Can you put everything from the first of the rows below down to the line that contains "x=617, y=919", both included, into a JSON list of strings, one string per line and no blank lines?
[Start]
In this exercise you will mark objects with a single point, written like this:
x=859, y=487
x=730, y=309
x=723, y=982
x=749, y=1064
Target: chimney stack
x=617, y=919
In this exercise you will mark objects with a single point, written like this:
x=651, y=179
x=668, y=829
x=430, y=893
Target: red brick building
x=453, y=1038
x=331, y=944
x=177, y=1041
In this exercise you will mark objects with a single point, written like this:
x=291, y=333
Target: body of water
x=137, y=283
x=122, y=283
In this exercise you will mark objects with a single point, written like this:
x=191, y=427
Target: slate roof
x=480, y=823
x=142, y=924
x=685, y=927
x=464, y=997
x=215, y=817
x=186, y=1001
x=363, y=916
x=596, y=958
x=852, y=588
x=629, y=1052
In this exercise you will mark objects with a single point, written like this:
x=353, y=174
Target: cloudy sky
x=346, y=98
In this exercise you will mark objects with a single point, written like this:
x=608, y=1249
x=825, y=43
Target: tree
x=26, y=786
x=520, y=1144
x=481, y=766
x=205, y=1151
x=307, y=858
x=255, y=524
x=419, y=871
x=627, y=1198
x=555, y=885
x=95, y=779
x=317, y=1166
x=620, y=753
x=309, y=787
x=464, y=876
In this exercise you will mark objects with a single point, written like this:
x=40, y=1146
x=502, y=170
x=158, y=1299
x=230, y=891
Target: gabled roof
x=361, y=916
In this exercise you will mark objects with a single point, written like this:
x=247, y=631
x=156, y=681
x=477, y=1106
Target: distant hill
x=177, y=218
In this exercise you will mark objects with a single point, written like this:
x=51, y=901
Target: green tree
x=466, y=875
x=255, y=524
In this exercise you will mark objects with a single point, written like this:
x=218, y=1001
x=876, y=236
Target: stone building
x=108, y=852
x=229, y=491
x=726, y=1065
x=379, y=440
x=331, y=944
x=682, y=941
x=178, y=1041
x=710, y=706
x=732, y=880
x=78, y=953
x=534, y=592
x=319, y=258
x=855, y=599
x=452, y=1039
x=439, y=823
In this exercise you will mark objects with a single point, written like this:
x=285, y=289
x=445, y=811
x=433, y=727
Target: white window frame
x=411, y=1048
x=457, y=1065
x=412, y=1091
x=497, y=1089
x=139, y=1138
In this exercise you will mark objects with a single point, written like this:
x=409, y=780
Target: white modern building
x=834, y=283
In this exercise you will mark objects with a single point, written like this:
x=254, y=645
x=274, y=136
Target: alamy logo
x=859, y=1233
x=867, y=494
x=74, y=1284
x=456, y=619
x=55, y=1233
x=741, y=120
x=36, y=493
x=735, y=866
[End]
*Exercise solution*
[
  "In this exercise you will mark objects with a single point, written like this:",
  "x=859, y=487",
  "x=730, y=309",
  "x=723, y=982",
  "x=749, y=1064",
  "Target: chimney stack",
  "x=617, y=919"
]